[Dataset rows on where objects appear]

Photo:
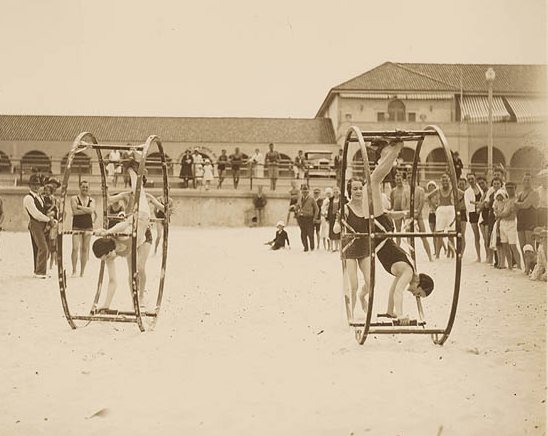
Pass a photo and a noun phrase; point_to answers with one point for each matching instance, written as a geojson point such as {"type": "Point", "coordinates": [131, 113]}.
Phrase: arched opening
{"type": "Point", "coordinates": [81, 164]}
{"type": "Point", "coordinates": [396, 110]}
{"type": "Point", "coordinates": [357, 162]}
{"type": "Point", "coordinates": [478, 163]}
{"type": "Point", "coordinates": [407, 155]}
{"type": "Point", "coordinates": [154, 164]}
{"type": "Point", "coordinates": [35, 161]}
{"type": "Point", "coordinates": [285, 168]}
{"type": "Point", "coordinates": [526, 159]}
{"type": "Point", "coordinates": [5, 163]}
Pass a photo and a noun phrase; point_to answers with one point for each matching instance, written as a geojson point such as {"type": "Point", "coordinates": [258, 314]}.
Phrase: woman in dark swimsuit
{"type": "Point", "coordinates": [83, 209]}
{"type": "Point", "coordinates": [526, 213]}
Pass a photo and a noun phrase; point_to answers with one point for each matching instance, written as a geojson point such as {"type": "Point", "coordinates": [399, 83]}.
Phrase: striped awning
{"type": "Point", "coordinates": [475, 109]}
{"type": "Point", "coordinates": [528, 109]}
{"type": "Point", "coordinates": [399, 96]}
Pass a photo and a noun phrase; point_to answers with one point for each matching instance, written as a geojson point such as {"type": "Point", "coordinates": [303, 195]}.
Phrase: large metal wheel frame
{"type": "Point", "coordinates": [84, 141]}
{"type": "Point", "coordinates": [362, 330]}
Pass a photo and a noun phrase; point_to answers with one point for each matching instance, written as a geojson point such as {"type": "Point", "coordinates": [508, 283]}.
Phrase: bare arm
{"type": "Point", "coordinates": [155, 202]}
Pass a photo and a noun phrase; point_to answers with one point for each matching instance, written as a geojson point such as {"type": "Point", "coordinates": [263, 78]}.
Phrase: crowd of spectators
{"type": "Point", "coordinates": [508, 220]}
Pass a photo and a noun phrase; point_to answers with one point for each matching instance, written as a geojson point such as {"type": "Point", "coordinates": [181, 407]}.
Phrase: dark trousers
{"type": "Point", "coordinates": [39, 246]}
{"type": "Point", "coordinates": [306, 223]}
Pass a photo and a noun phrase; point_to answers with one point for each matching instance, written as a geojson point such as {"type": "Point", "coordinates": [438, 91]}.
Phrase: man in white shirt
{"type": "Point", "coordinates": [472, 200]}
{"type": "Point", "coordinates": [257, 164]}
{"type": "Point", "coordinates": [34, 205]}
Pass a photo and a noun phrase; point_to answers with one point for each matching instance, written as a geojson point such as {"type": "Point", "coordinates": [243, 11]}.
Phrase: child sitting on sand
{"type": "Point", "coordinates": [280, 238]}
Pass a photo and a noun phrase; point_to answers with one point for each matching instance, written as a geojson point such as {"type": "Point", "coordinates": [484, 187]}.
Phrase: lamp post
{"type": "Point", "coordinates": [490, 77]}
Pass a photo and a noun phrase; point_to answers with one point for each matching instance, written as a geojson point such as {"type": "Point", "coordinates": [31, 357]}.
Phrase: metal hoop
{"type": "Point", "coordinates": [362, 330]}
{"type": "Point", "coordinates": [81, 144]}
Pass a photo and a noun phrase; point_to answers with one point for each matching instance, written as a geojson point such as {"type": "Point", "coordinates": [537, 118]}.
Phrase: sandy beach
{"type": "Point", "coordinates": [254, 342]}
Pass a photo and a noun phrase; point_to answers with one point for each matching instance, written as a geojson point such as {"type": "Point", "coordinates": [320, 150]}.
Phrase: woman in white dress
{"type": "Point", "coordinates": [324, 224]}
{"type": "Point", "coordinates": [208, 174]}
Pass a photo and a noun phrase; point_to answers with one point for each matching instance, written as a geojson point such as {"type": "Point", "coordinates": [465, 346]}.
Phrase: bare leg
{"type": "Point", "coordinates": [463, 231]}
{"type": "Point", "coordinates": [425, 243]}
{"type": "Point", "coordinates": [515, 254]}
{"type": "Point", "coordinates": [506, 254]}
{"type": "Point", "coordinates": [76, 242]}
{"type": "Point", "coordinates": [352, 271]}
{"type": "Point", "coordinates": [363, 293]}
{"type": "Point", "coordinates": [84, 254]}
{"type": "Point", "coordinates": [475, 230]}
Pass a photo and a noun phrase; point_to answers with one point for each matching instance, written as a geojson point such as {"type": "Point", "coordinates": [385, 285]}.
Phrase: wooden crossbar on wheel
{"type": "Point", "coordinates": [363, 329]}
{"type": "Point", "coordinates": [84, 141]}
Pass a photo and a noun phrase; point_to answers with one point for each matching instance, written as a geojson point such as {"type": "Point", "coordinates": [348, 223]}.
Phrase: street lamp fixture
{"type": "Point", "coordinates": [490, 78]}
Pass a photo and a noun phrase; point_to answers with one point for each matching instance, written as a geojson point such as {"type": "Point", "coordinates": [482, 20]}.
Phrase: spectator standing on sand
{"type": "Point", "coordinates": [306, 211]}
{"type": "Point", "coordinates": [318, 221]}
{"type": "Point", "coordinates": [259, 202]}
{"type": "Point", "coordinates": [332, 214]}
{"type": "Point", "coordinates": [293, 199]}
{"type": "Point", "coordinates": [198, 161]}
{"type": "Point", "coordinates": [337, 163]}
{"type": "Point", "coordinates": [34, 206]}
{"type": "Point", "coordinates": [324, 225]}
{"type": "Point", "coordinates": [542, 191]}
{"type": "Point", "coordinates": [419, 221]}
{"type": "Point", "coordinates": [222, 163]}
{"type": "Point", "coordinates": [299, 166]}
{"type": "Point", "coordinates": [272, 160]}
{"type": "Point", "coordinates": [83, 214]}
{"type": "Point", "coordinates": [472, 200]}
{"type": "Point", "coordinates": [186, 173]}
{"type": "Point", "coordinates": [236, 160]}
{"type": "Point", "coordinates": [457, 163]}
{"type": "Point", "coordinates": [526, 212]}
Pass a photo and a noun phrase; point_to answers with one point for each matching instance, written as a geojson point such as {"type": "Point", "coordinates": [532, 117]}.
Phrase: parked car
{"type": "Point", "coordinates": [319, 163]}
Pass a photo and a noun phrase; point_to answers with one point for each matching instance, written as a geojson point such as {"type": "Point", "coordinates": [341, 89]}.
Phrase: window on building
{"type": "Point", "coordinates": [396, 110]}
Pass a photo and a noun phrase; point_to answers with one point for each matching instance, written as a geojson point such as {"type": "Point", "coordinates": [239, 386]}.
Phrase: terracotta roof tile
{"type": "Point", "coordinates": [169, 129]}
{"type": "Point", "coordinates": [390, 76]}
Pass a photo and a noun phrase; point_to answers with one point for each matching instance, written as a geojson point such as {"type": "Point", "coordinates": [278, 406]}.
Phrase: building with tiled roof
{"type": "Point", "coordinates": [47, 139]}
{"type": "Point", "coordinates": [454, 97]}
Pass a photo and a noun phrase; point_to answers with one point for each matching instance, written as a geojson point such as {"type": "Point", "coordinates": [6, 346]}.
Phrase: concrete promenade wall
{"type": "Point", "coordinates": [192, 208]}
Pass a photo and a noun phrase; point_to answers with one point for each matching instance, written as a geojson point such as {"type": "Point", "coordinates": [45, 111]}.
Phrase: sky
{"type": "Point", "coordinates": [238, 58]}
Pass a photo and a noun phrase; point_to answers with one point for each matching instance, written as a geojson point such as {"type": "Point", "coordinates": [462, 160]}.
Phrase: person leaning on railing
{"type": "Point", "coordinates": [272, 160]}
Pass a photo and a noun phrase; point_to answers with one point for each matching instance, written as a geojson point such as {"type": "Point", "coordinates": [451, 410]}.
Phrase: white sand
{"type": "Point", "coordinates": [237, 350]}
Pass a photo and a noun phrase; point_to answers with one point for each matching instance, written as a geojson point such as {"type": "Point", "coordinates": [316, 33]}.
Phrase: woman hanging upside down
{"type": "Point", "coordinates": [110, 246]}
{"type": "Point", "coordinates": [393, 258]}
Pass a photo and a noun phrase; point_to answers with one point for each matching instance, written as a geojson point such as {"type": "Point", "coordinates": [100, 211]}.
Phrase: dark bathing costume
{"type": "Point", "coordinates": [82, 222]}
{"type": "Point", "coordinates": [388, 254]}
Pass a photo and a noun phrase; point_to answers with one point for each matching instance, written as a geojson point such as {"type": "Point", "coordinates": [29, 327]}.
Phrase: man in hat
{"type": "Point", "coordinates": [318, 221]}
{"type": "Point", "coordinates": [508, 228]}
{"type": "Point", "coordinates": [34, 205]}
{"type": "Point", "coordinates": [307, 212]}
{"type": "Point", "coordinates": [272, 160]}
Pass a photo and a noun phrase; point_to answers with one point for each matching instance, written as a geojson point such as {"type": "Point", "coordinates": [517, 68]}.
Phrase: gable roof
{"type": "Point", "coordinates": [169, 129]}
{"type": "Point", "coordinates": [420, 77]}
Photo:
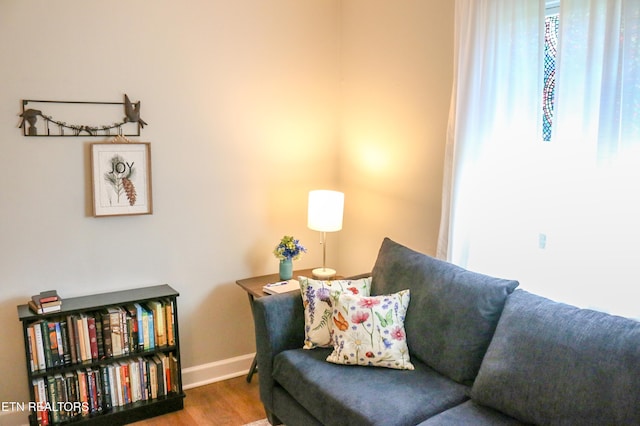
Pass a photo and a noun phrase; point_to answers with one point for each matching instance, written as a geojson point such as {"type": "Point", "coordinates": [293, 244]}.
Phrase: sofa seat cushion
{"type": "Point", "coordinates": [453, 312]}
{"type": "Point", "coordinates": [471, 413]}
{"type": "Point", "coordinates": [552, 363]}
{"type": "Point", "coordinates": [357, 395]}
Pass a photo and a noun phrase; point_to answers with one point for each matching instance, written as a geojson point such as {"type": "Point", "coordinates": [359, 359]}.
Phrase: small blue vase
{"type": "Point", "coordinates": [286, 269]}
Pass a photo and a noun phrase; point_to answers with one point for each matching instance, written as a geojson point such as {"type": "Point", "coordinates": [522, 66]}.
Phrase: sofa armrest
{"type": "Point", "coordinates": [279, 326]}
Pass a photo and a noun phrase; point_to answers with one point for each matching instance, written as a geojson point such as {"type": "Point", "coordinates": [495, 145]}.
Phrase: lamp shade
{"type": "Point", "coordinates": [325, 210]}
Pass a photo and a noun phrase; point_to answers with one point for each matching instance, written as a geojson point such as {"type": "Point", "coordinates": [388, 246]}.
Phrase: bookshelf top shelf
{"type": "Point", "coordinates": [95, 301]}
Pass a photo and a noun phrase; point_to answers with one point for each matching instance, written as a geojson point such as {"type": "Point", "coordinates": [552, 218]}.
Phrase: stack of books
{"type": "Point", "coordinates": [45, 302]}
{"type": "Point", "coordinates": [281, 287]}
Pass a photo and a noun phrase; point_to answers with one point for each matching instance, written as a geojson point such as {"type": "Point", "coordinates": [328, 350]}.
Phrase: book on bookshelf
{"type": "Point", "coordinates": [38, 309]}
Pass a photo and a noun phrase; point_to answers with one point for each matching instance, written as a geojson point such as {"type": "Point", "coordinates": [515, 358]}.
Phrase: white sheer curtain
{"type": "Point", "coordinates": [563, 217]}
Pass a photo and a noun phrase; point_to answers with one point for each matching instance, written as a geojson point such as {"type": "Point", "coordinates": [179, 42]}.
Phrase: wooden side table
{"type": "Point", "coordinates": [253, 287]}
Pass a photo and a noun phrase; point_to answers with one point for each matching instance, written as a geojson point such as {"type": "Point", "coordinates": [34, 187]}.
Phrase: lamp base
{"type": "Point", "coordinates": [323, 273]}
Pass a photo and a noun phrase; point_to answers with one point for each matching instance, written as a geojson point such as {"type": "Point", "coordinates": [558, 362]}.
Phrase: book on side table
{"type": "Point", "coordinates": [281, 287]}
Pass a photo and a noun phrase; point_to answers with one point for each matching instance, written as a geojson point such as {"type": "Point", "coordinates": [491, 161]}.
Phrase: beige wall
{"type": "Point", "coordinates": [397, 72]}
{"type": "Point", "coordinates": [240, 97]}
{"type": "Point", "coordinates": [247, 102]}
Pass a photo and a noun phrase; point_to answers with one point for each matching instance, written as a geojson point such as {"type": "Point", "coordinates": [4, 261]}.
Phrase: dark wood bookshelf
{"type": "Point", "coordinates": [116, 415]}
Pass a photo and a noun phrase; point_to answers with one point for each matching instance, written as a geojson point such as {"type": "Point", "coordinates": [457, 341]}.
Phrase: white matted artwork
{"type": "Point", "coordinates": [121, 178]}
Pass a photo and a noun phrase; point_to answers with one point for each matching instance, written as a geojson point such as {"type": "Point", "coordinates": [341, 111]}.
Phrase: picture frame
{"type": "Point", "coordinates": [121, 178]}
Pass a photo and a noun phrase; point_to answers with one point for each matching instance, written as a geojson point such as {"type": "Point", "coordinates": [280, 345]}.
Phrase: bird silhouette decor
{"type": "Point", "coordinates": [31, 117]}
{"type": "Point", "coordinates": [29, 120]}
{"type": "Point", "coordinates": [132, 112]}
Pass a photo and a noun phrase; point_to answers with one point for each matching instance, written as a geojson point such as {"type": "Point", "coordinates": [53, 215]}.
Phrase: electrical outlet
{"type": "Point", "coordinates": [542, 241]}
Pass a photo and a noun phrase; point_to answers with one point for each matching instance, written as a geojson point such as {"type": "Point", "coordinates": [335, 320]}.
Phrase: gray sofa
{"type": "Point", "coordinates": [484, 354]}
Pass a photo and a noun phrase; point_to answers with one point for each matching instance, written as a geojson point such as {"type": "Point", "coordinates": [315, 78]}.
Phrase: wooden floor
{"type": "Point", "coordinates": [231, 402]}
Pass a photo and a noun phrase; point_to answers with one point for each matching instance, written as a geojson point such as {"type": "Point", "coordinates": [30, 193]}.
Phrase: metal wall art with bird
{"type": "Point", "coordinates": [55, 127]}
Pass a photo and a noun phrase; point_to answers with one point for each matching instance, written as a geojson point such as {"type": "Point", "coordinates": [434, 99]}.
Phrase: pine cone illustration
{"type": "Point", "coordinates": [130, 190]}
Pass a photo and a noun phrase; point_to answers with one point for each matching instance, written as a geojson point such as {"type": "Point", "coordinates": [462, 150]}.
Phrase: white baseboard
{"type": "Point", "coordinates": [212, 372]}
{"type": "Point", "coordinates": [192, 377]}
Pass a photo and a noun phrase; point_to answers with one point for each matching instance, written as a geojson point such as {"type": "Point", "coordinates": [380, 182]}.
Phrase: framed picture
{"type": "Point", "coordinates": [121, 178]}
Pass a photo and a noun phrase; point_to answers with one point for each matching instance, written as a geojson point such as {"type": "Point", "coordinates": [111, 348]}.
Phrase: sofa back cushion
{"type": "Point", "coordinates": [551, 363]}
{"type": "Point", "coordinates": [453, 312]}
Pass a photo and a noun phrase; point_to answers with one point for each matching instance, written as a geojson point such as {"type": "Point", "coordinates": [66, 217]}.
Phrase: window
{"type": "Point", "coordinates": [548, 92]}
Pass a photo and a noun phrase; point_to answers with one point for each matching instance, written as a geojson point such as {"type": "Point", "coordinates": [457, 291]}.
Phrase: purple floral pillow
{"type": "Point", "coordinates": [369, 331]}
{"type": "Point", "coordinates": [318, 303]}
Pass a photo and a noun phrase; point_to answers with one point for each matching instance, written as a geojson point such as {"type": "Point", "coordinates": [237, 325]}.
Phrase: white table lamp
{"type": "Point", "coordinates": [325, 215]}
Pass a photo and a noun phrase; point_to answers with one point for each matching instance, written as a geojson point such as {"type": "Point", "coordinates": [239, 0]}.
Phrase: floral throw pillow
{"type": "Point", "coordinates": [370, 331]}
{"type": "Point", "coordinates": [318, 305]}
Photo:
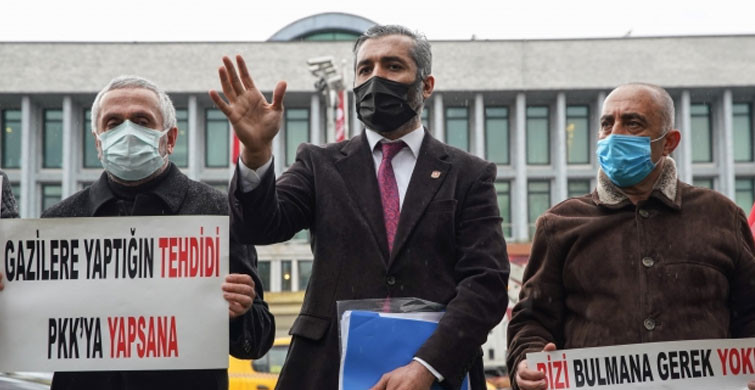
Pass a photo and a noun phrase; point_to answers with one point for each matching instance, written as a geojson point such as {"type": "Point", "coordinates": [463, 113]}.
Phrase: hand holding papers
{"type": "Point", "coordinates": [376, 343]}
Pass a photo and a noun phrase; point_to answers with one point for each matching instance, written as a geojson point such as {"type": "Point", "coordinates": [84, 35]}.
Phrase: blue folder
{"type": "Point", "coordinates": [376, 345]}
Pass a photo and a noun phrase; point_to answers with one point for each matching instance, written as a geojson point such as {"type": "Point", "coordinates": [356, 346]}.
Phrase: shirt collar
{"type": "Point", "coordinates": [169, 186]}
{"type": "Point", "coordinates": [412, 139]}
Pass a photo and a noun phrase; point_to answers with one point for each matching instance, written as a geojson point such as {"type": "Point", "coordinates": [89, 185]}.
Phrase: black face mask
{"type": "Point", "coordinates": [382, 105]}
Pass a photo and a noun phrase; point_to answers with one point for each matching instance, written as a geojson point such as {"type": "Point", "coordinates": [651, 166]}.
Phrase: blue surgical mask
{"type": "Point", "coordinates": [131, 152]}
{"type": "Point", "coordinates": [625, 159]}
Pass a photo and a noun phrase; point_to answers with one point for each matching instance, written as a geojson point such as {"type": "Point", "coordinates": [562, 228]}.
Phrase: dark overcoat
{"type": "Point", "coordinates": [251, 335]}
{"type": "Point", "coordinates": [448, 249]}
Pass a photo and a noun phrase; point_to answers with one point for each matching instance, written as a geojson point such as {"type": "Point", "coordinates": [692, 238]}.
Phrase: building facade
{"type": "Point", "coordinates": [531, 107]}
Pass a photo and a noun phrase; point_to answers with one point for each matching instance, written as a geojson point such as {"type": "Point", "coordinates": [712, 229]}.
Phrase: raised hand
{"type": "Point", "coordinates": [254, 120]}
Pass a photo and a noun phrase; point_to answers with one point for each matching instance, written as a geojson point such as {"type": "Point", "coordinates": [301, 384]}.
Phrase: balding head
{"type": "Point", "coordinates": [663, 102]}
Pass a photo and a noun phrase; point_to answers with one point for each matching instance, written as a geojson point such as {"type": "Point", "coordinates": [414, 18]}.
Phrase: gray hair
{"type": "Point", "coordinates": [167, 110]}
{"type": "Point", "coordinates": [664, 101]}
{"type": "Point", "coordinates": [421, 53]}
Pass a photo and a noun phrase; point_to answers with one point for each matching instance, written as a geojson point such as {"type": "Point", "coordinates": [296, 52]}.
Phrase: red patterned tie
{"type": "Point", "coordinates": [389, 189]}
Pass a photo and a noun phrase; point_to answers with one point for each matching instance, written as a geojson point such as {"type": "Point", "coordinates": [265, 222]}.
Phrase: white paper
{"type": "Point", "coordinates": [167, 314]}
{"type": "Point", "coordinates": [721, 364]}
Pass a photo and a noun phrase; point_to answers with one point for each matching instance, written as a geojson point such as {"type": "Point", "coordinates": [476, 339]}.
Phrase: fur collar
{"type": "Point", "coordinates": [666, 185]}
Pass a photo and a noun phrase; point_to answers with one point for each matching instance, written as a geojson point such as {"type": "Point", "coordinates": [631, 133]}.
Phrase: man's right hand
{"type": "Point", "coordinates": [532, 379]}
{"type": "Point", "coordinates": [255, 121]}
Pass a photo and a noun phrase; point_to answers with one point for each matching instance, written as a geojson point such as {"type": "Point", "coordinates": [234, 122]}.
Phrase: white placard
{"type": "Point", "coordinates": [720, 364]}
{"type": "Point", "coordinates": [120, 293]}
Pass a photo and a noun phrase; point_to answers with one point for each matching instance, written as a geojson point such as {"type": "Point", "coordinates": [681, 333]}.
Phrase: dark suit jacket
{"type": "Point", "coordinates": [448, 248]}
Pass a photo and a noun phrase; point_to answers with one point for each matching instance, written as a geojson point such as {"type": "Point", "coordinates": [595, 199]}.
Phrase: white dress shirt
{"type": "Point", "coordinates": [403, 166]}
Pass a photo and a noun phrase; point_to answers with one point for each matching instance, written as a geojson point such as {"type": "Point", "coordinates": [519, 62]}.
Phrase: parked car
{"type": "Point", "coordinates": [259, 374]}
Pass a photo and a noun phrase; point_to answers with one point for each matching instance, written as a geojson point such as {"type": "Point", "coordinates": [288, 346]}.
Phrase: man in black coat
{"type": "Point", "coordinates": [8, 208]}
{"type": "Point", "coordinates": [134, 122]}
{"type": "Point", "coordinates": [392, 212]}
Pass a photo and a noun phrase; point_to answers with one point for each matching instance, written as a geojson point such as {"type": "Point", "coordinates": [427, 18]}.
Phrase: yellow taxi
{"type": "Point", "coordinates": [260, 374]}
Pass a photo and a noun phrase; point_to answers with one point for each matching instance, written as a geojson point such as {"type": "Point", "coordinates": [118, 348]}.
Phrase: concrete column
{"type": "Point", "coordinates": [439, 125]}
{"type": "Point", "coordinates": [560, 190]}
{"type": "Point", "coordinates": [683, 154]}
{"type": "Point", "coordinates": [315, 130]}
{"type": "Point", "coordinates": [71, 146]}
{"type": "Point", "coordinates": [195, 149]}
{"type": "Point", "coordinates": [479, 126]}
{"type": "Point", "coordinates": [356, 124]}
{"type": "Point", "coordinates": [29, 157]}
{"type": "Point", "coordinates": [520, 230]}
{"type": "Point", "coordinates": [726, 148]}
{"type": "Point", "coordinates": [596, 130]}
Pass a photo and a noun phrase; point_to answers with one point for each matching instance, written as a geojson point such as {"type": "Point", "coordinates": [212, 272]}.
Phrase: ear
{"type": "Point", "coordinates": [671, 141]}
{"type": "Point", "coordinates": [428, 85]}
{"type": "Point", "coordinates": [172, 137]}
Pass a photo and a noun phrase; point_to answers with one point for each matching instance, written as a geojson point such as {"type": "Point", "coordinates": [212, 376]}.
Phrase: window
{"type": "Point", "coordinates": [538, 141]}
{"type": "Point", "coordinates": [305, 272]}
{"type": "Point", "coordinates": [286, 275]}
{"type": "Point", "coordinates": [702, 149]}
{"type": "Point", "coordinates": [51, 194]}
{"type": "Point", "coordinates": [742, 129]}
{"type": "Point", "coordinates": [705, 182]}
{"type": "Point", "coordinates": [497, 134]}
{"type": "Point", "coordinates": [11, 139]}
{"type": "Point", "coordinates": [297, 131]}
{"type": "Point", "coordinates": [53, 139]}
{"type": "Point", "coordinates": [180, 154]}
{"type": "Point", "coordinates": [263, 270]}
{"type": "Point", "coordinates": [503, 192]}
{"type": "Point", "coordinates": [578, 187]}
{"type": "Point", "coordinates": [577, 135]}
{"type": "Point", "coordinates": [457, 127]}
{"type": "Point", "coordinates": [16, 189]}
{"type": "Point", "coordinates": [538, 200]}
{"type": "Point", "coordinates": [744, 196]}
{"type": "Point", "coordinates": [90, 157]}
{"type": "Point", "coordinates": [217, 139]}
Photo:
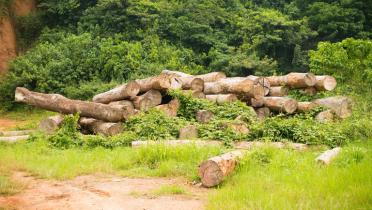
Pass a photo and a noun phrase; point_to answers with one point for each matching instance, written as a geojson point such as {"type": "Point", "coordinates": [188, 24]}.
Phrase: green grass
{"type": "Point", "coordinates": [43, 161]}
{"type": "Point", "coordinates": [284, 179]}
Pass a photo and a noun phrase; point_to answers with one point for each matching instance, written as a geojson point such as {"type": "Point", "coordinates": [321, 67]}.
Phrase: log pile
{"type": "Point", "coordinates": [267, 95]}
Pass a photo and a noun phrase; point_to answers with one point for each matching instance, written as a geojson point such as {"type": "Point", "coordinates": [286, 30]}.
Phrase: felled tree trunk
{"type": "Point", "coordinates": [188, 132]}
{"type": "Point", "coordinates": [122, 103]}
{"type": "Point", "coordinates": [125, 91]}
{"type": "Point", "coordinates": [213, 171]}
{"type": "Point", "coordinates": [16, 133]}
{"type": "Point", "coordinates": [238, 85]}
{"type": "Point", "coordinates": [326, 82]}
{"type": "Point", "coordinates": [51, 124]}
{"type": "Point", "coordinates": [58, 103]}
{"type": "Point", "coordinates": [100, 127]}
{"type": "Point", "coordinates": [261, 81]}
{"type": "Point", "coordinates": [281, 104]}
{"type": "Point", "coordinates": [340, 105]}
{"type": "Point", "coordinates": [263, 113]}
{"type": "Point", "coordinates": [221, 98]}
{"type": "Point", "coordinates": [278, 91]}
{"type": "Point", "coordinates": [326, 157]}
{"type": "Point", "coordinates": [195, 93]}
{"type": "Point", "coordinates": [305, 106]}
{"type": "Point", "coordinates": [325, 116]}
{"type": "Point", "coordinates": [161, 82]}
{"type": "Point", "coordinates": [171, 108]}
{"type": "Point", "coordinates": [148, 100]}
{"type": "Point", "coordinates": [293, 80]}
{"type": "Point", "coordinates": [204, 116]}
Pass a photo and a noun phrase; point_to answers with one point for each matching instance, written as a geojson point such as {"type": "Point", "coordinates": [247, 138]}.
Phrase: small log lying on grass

> **Goal**: Show every line of the records above that contains the word "pillow".

> **Completed exercise**:
Phrase: purple floral pillow
Phrase: floral throw pillow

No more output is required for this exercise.